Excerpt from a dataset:
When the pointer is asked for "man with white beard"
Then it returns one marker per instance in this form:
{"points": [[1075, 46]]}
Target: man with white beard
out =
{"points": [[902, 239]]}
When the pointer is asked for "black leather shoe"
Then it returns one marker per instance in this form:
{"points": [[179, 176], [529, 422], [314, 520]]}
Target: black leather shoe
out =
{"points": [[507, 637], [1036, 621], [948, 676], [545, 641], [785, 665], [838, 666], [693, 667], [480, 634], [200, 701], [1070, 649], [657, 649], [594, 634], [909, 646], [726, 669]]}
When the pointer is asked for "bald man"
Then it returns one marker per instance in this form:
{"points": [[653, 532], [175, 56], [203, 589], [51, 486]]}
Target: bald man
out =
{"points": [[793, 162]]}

◆ Work required
Can you rewrite all the rows above with every "pointer" changed to "locator" and nothing else altered?

◆ Response to this task
When the locator is asked for "man with white beard"
Then it returns one marker per instance in this form:
{"points": [[1075, 46]]}
Target: man with white beard
out =
{"points": [[902, 239]]}
When the locator is asked for "black leather shoe"
Then it returns one marker per instance in this form:
{"points": [[179, 176], [529, 422], [314, 520]]}
Target: black leather shoe
out =
{"points": [[507, 637], [1036, 621], [948, 676], [545, 641], [785, 665], [838, 666], [693, 667], [480, 634], [200, 701], [1070, 649], [657, 649], [594, 634], [909, 646], [726, 669]]}
When the locator is asked for "bald man"
Then it returns one marker per instance in this form:
{"points": [[653, 532], [175, 56], [203, 589], [51, 486]]}
Target: bald man
out =
{"points": [[793, 162]]}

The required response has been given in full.